THE RECORDS:
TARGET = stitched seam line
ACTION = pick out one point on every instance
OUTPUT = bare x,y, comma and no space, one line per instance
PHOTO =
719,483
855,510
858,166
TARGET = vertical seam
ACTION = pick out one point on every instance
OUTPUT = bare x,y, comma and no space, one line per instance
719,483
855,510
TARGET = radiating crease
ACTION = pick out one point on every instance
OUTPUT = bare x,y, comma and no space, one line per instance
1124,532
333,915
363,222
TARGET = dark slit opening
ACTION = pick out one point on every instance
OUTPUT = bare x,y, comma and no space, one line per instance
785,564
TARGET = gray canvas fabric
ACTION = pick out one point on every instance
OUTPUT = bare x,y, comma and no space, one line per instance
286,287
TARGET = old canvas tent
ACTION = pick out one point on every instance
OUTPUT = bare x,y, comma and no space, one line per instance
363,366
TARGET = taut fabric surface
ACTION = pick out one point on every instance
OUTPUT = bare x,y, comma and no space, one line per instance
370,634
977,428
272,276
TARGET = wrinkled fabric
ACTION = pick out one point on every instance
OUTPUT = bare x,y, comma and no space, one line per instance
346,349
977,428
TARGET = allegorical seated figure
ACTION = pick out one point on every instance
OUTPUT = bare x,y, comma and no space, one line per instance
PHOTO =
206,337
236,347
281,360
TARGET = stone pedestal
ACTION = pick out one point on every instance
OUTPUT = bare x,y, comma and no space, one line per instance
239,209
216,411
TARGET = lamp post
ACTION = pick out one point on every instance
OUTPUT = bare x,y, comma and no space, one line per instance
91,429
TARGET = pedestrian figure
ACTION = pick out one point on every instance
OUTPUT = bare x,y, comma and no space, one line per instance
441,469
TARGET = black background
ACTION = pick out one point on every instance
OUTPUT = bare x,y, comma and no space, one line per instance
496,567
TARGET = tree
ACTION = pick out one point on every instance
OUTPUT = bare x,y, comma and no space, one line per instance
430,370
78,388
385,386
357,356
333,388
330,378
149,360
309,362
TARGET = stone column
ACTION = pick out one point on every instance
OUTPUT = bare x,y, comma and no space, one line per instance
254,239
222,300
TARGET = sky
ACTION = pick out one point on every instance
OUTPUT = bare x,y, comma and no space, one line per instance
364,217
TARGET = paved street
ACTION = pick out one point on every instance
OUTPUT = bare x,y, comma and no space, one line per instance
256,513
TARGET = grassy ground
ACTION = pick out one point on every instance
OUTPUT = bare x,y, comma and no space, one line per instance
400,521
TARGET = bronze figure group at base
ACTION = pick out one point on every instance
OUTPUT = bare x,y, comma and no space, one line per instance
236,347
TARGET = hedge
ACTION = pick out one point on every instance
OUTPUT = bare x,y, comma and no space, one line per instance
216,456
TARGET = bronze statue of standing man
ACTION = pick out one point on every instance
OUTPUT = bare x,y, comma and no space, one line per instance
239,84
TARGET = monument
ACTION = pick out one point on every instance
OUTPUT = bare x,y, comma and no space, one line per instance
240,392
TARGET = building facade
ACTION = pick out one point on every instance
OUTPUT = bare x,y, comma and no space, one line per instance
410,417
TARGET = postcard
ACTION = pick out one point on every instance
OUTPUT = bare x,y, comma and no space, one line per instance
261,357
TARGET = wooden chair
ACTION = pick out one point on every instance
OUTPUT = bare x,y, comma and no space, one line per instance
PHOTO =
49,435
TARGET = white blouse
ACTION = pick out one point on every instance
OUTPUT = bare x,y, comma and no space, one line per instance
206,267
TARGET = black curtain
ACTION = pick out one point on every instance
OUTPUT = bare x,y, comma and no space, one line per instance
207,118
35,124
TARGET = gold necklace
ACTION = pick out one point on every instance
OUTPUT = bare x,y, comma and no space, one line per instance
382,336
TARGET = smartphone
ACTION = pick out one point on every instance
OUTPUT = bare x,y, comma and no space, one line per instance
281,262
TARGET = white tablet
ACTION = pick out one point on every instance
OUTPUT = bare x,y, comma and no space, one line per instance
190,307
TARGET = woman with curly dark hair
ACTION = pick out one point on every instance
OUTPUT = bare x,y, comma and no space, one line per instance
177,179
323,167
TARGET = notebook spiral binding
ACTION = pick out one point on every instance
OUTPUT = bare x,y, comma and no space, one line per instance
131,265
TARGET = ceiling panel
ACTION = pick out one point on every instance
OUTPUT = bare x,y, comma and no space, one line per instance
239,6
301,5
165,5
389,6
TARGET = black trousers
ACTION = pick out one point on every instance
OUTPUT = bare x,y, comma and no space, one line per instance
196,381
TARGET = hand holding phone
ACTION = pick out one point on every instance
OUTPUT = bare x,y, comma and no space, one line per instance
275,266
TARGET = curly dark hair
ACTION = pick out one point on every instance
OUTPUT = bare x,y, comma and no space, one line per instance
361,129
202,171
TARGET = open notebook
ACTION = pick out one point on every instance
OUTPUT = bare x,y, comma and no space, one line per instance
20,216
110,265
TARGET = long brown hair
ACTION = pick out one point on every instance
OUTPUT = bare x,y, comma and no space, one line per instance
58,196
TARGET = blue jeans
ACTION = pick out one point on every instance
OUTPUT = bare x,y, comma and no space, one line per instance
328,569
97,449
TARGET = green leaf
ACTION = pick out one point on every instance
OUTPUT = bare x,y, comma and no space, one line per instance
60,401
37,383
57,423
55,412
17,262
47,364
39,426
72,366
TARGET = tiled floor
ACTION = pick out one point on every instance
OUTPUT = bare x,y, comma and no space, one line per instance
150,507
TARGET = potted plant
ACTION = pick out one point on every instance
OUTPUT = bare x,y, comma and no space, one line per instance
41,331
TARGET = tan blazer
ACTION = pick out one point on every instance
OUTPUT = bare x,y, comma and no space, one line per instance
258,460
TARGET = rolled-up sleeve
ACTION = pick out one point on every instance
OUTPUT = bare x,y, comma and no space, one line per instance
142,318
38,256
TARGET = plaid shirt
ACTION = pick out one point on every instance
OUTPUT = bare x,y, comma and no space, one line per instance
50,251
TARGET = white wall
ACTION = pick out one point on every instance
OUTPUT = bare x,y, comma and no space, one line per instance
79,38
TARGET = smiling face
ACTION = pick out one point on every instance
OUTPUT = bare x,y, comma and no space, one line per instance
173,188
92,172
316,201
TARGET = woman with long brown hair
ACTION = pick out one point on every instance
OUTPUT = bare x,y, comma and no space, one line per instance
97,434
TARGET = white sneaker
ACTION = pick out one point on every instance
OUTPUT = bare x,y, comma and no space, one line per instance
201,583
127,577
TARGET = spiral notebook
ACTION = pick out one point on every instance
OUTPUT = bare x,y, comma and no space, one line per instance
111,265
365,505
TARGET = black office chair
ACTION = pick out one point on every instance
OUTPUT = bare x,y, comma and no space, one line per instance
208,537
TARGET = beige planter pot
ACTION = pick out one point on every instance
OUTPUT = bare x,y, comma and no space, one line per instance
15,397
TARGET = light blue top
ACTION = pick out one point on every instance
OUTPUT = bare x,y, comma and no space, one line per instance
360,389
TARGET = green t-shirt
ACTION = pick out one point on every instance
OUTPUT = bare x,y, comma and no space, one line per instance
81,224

TASK DETAILS: Take the entries above and copy them out exactly.

SOLUTION FOR THIS PROBLEM:
TARGET = stitched seam line
ACTION = pick out one point on every instance
OUTPUT = bare x,y, comma and no space, one line per instance
PHOTO =
719,483
855,510
858,166
TARGET = vertical seam
ACTION = pick out one point on every instance
OUTPUT = bare x,y, comma and no space, one line per instance
719,483
855,510
TARGET = radiating crease
ACTION = pick out one point on every instance
OUTPUT = bare x,y, comma and no space, one line per instance
1124,532
333,915
363,222
TARGET = dark slit opening
ACTION = pick out one point on every instance
OUTPUT = bare x,y, comma and no space, one line per instance
785,564
TARGET = gray canvas fabric
ACTION = pick out one point on every instance
OUTPUT = bare x,y, comma and no space, one line per instance
286,287
TARGET = old canvas tent
ACTION = pick out one point on every instance
OUTPUT = bare x,y, comma and no space, one line per instance
363,366
TARGET = taut fabric surface
ACTION = pick out one point on every instance
OUTPUT = bare x,y, comma and no space, one line per instance
370,634
977,428
272,276
TARGET = wrinkled fabric
ACTION = pick out one point on every instance
OUTPUT = bare x,y, comma and no space, one line per instance
346,349
977,428
TARGET = allegorical seated figure
ACTION = pick out one point on every instance
OUTPUT = bare x,y, comma and no space, one line per instance
PHOTO =
206,337
236,347
281,360
TARGET = stone pedestal
ACTION = pick out one point on every instance
OUTPUT = bare x,y, comma and no space, one line per instance
239,209
216,411
TARGET = lamp post
ACTION = pick out one point on every instance
OUTPUT = bare x,y, comma and no space, one line per instance
91,429
TARGET = pedestrian figure
ACTION = pick out one point on every instance
OUTPUT = bare x,y, comma and no space, one line per instance
441,469
TARGET = black background
ACTION = pick out one point on every instance
OUTPUT = bare x,y, comma and no space, one line per instance
496,567
TARGET = tree
ACTION = pick out one point on every instance
OUTPUT = bare x,y, comma and no space, one line per instance
430,370
78,388
385,386
357,356
333,388
330,378
149,360
309,362
TARGET = stone column
ACTION = pick out one point on every instance
OUTPUT = bare x,y, comma and no space, one line per instance
254,239
222,300
TARGET = sky
ACTION = pick out one point on every instance
OUTPUT = bare x,y, comma and no space, one line per instance
364,217
TARGET = paved street
ACTION = pick out one point on every instance
OUTPUT = bare x,y, comma and no space, one line per instance
256,513
TARGET = grassy ground
ACTION = pick out one point on every instance
OUTPUT = bare x,y, comma and no space, one line per instance
400,521
TARGET = bronze figure group at base
ACTION = pick out one point on every instance
OUTPUT = bare x,y, comma and no space, one line per instance
236,347
TARGET = hedge
ACTION = pick out one point on every instance
OUTPUT = bare x,y, comma and no space, one line per instance
216,456
TARGET = bronze statue of standing man
ACTION = pick out one point on every instance
OUTPUT = bare x,y, comma and no space, one line per instance
239,84
TARGET = monument
ACTION = pick out one point on every instance
OUTPUT = bare x,y, comma and no space, one line per instance
240,392
TARGET = building facade
ACTION = pick out one point on every instance
OUTPUT = bare x,y, comma and no space, one line per instance
410,417
TARGET = postcard
ACTION = pick out one point on every instance
OUTPUT = bare x,y, comma and no space, one line per instance
261,357
TARGET = wooden chair
ACTION = pick out one point on every instance
OUTPUT = bare x,y, comma and no space, one line per instance
PHOTO =
49,435
TARGET = white blouse
ACTION = pick out one point on every instance
OUTPUT = bare x,y, comma and no space, one line per instance
206,267
TARGET = black curtain
ACTION = pick out one point on every instance
OUTPUT = bare x,y, comma and no space, one line per instance
207,118
35,124
TARGET = gold necklace
ACTION = pick out one point on every instance
OUTPUT = bare x,y, comma and no space, one line per instance
382,336
TARGET = smartphone
ACTION = pick out one point on every instance
OUTPUT = bare x,y, comma and no space, one line per instance
281,262
TARGET = white tablet
ACTION = pick out one point on every instance
OUTPUT = bare x,y, comma and no space, one line per instance
190,307
TARGET = woman with curly dark hair
ACTION = pick out one point on every instance
OUTPUT = bare x,y, comma and no space, one line per instance
177,179
323,167
TARGET = notebook spiral binding
ACTION = pick out one point on every instance
OUTPUT = bare x,y, comma and no space, one line per instance
131,265
TARGET = ceiling panel
ACTION = pick out one point on every instance
OUTPUT = bare x,y, comma and no space, one line per instance
239,6
301,5
165,5
389,6
TARGET = black trousers
ACTION = pick out one point on every instance
OUTPUT = bare x,y, comma and no space, one line per instance
196,381
TARGET = hand holding phone
ACTION = pick out one point on every instance
OUTPUT = bare x,y, comma and no space, one line per instance
275,266
TARGET = curly dark hair
ACTION = pick out one point on every instance
OUTPUT = bare x,y, comma and no space, one line per instance
361,129
202,171
TARGET = open notebook
ACTION = pick out one point on every instance
OUTPUT = bare x,y, comma and no space, one line per instance
20,216
110,265
TARGET = long brown hair
ACTION = pick out one point on every instance
OUTPUT = bare x,y, comma and no space, one line per instance
58,196
TARGET = blue jeans
ACTION = pick out one point on every instance
OUTPUT = bare x,y, comma and no space, one line per instance
328,569
97,449
TARGET = green leaf
ACTION = pick out one point on every instance
OUTPUT = bare x,y, comma and no space, one line per instance
60,401
37,383
57,423
55,412
17,262
47,364
39,426
72,366
TARGET = tiled floor
ACTION = pick out one point on every instance
OUTPUT = bare x,y, comma and no space, one line per instance
150,507
TARGET = potted plant
ACTION = pick out one point on every instance
OUTPUT = bare x,y, comma and no space, one line per instance
41,331
TARGET = tan blazer
ACTION = pick out one point on every instance
OUTPUT = bare x,y, comma and no space, one line per instance
258,460
TARGET = rolled-up sleeve
ACTION = pick out one point on every instance
OUTPUT = bare x,y, comma and no space, one line per instance
142,318
38,256
TARGET = plaid shirt
ACTION = pick out one point on every instance
OUTPUT = bare x,y, comma and no space, one line per instance
50,251
TARGET = white wall
ACTION = pick out one point on every instance
OUTPUT = bare x,y, comma and no space, one line per instance
79,38
TARGET = smiling face
ACTION = pick out one point on every instance
OUTPUT = bare x,y, comma and no space, one line per instance
173,188
92,172
316,201
TARGET = woman with long brown hair
ACTION = pick out one point on every instance
OUTPUT = bare x,y, comma and no space, one line per instance
97,434
TARGET = white sneaker
ACTION = pick out one point on every instance
OUTPUT = bare x,y, comma and no space, one line per instance
201,583
127,577
TARGET = spiral notebook
ACTION = pick out one point on every instance
OUTPUT = bare x,y, comma and no space, one line per instance
111,265
365,505
TARGET = black office chair
ACTION = pick out one point on every instance
OUTPUT = bare x,y, comma and no space, one line per instance
208,537
TARGET = beige planter pot
ACTION = pick out one point on every instance
OUTPUT = bare x,y, comma and no space, one line per instance
15,397
TARGET = light blue top
ACTION = pick out one point on every instance
OUTPUT = bare x,y, comma and no space, one line per instance
360,389
TARGET = green t-shirt
ACTION = pick out one point on every instance
OUTPUT = bare x,y, comma and no space, one line per instance
81,224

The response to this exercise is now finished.